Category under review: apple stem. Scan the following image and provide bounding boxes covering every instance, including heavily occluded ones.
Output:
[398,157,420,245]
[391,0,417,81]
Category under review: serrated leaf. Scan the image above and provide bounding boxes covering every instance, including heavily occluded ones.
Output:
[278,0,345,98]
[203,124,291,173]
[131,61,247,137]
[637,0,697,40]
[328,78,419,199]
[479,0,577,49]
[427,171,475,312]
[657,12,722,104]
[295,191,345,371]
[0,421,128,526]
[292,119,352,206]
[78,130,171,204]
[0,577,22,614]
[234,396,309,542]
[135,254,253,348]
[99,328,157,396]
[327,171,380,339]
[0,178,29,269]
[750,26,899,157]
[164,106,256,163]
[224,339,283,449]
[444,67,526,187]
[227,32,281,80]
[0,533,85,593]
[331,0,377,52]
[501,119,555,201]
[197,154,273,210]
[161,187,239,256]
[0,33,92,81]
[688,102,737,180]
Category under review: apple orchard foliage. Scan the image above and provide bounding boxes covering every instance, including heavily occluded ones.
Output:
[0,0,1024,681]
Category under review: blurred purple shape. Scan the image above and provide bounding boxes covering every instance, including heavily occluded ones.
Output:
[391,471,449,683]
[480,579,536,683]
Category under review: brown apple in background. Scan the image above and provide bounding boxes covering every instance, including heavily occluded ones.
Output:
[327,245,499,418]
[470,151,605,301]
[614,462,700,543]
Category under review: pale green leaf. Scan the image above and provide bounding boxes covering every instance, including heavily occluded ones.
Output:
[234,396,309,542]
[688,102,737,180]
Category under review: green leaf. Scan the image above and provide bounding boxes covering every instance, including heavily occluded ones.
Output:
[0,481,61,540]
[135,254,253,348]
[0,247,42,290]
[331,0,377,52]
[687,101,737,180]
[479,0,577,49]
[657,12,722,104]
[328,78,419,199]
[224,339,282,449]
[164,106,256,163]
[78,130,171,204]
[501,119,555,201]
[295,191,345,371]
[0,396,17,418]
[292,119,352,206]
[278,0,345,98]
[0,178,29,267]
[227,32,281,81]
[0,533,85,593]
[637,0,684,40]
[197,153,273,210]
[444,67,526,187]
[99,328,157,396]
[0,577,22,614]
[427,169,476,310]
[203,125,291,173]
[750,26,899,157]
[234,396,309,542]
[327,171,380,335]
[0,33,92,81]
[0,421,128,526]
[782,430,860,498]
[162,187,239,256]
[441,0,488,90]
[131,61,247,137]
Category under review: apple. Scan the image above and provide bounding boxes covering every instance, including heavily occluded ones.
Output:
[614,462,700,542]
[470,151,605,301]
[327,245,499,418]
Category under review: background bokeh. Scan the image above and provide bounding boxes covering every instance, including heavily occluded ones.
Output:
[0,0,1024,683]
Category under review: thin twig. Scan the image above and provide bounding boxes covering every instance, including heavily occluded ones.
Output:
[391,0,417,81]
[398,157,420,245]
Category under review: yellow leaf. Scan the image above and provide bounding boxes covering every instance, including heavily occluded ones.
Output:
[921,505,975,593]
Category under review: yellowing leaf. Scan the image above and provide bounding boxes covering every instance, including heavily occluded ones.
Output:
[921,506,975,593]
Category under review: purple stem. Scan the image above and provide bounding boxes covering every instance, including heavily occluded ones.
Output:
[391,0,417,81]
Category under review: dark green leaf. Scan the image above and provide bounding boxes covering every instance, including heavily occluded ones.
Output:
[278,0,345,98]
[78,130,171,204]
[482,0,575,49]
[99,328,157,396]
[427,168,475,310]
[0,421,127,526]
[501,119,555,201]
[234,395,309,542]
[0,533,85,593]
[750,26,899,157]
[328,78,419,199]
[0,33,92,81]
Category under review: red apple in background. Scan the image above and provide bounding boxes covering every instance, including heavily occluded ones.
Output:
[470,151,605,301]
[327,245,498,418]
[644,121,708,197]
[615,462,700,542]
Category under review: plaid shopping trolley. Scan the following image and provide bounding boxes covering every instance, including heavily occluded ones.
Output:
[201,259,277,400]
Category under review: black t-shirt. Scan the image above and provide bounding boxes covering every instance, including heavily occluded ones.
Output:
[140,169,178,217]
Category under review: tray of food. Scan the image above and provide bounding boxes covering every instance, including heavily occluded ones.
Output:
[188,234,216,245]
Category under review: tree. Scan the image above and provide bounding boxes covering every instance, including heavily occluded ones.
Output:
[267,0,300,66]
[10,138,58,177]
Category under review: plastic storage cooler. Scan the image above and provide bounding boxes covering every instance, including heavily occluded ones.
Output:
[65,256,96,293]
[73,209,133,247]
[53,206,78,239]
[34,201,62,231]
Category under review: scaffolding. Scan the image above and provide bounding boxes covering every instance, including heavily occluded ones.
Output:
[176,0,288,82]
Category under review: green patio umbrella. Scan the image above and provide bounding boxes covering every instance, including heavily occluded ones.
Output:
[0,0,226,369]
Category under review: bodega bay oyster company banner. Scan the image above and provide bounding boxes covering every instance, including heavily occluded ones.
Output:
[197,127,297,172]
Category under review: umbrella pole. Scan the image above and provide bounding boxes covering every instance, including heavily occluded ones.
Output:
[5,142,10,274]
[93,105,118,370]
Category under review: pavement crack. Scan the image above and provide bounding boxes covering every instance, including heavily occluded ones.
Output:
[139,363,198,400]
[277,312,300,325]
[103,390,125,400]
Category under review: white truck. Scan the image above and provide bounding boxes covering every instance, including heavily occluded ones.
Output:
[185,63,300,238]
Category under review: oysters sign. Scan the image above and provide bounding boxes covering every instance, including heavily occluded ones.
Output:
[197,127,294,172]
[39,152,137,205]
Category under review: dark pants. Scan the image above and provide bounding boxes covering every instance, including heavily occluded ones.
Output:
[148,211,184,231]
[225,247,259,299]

***

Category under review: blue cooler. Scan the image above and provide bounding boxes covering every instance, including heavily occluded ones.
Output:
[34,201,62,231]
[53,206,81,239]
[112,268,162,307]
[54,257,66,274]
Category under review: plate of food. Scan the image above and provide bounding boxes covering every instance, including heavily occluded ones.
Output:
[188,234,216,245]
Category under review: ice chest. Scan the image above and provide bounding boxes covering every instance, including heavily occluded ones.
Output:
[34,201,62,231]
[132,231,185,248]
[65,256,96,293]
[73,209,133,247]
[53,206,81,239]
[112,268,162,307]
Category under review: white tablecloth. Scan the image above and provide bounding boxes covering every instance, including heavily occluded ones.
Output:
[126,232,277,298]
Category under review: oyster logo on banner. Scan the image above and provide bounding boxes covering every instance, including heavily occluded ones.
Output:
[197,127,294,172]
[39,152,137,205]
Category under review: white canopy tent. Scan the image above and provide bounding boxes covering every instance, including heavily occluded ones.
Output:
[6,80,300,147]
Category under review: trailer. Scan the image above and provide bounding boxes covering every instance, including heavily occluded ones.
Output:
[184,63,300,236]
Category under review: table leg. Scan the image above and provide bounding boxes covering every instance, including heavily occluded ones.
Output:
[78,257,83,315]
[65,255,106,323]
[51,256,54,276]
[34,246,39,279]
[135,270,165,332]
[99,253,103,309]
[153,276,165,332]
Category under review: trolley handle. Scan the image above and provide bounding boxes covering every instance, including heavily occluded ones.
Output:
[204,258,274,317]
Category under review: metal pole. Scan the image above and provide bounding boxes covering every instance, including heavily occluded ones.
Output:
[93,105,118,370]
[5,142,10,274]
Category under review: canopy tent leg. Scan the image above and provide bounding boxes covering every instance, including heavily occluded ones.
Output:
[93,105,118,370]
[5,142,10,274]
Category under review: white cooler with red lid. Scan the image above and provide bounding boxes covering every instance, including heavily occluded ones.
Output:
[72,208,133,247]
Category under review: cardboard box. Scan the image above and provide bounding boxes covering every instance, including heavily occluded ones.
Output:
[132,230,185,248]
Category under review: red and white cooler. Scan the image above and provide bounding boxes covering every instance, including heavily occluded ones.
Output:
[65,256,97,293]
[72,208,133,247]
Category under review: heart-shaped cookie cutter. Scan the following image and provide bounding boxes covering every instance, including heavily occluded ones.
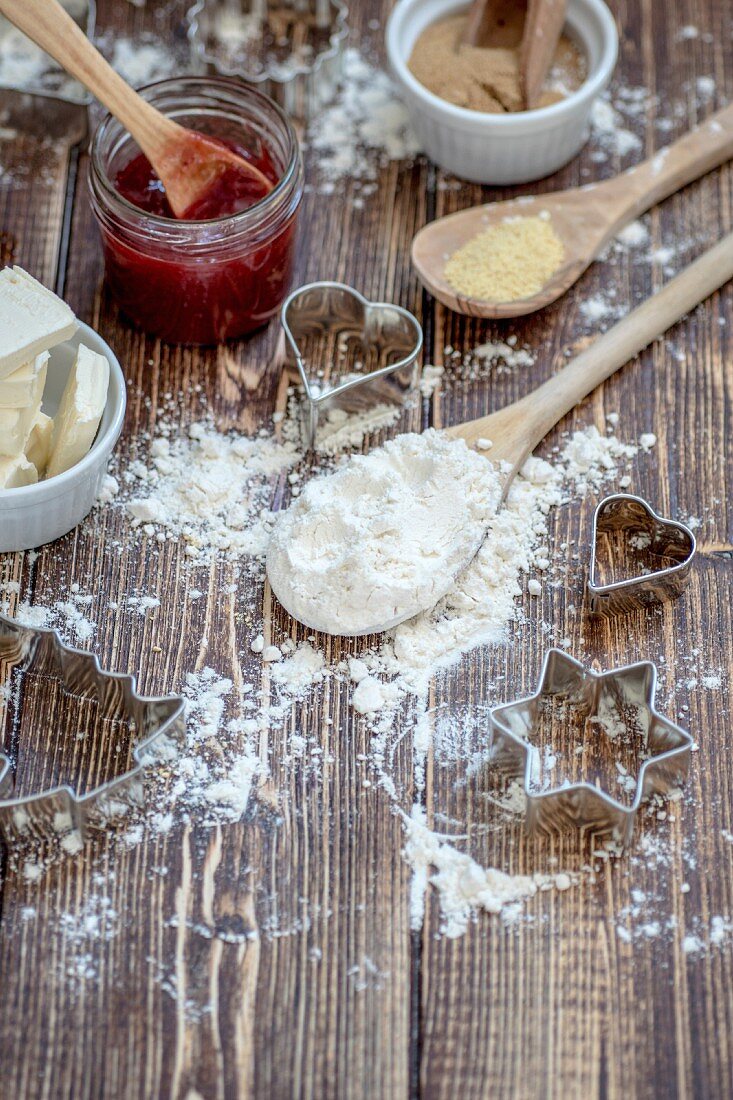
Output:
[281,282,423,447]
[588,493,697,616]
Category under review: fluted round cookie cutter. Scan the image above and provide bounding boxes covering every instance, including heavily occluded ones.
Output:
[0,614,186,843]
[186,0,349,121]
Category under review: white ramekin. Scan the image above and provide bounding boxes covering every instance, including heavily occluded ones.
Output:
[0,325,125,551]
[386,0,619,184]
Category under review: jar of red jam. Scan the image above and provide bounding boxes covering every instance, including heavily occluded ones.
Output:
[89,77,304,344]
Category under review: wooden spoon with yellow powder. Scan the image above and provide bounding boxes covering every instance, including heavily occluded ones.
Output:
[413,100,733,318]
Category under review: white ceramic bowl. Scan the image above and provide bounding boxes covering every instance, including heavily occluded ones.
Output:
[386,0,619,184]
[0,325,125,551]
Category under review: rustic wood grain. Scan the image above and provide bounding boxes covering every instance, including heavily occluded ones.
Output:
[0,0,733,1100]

***

Rewrite the records from the line with "Category under review: apple." up to and including the line with "[615,462,700,542]", requests included, with every bounding-box coordinate in the answers multiplied by 0.95 and rounded to a whole number, halves rounding up. Give only those lines.

Category under review: apple. Scan the image above and provide bounding boxes covering every instance, including heavily occluded ones.
Output:
[583,439,665,515]
[447,143,575,286]
[311,233,474,397]
Category under review: background bokeh. Scan the image above and provide bounding boxes covering every instance, including heavily occluded ones.
Output:
[0,0,973,649]
Category under review: thin twig. Scan the image above and provide bounding boxes covering every instance, including heavily occluded ones.
Output:
[371,0,396,77]
[378,149,399,233]
Category under review: yellow leaf. Scan the image above and provide bounding boxes covering every instance, including heavily occluded ones.
Output:
[875,480,926,563]
Category under review: yellowing leaf. Scan the image above and provide bounding boxes covering every instance, including heavily occluded ones.
Output:
[875,481,926,563]
Category under review: purple stem. Scan the image above and provide bounding boxes covering every instance, including heavily occluded ones.
Output:
[371,0,396,77]
Category under review: dark green leaf. Scan the image above and provide bounding boxes covering every instance, including heavily occluded ones.
Output:
[264,0,328,93]
[74,124,162,194]
[458,0,546,47]
[94,312,149,376]
[406,160,451,295]
[0,400,121,500]
[476,113,527,191]
[222,375,294,515]
[0,506,81,563]
[713,25,854,149]
[312,74,398,189]
[0,31,87,77]
Category under review: red apple in background. Scan the image above and provide bounding boxes covering every instance, including heavily occluded ones.
Output:
[447,143,575,286]
[311,233,473,397]
[612,115,673,187]
[584,439,665,515]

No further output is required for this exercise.